Work instructions |
Swap "innermost point" for "central point" throughout the lines below and write them out again, changing nothing else.

A run of records
☆ ☆ ☆

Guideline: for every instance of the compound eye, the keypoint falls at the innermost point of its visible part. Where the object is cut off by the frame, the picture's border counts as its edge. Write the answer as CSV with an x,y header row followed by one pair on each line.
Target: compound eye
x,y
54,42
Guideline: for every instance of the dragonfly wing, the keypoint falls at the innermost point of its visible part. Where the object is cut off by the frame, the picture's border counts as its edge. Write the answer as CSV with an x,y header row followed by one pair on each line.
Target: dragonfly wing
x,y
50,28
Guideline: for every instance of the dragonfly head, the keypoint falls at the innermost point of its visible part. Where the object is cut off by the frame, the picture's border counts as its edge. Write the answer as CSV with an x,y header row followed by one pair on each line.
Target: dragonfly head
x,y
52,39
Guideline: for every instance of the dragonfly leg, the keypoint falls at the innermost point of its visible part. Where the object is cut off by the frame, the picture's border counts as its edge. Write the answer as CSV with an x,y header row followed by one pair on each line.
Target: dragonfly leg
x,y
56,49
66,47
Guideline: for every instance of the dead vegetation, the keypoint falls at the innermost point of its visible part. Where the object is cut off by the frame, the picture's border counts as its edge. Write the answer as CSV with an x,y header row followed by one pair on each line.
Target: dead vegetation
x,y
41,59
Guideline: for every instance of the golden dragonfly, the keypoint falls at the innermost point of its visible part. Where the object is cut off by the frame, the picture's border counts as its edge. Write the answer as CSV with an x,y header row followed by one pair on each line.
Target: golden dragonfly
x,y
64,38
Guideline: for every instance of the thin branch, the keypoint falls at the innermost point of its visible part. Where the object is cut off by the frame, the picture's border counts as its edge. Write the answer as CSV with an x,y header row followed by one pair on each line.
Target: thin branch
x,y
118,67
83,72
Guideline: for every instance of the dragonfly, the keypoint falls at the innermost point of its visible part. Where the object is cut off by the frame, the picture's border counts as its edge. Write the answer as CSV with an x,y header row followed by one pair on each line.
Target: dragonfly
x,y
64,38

☆ ☆ ☆

Task answer |
Guideline: for every instance of the compound eye, the keypoint falls at the central point of its visible part. Where the object is cut off by the frame, the picture's border counts as its edge. Write the answer as CSV with an x,y header row followed by one pair on each line.
Target: compound eye
x,y
54,42
Guideline: for every instance of the dragonfly wing, the keypoint falls at the central point of its visible part. Where the object is cut off by the frame, the picture's border counts as its edge. Write the answer as CSV with an x,y header row followed by one pair on each line.
Target: dragonfly wing
x,y
50,28
Guideline: for every instance of the dragonfly head, the keypoint falls at the central point of its visible part. Where the object is cut off by the frame, the picture's border counts as its edge. Write the answer as CSV with an x,y header row followed by one pair on each line.
Target: dragonfly head
x,y
52,39
Guideline: for every instance of the dragonfly leg, the keypoint falls at the central point of its visible part. Where the object is cut off by the frame, the picture's border counts as its edge. Write the answer as CSV with an x,y header row followed by one pair on each line.
Target: dragonfly leg
x,y
56,49
66,47
Guideline: for every instance of the dead vegetation, the keypoint falls at the central point of its visible part. Where the object is cut off by the frame, the picture's border counts as its edge. Write the answer as CSV with an x,y header row followed by one pair on each line.
Target: dead vegetation
x,y
41,59
Guideline: for every instance of the golden dragonfly, the keypoint falls at the central point of its visible part. Where the object is cut off by the frame, the picture's border counts as its edge. Write the answer as CSV with an x,y header row followed by one pair on each line.
Target: golden dragonfly
x,y
64,38
Guideline: for every instance of the thin branch, the keypoint falls at the central point of its visible part. Where the object is cut off by the frame, the picture's border counts as its edge. Write the answer as CSV with an x,y header row followed by one pair on each line.
Target: thin branch
x,y
118,67
83,72
Guideline: for every instance of the dragonfly, the keypoint falls at the central point of its visible part. Where the object is cut off by the frame, the picture's border counts as its edge. Write the answer as CSV with an x,y header row followed by one pair on each line.
Target: dragonfly
x,y
64,38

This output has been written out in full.